— BEGIN SUPPLIED INFORMATION —

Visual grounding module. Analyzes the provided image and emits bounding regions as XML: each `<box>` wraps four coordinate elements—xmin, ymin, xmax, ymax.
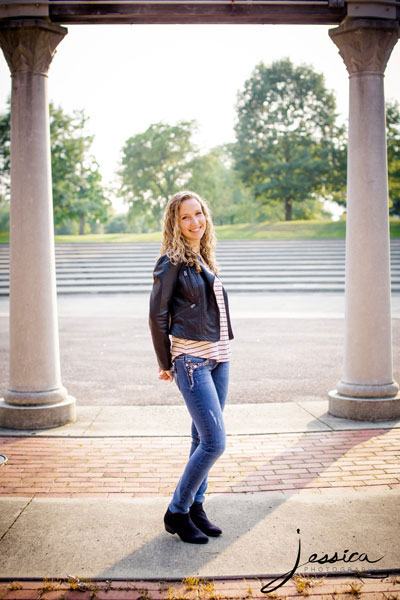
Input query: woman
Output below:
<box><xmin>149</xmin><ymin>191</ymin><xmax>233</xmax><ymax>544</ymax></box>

— END SUPPLIED INFORMATION —
— BEGIN SUPPLIED INFORMATION —

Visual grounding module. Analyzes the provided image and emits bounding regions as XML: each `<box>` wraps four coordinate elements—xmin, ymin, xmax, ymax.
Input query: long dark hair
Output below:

— END SUPPLIED INFORMATION —

Identify each line above that contains the string "query" and copy every such line in full. Treat uppercase and lowercase letters as different.

PROBLEM SOLUTION ▸
Input query: woman
Input query: long dark hair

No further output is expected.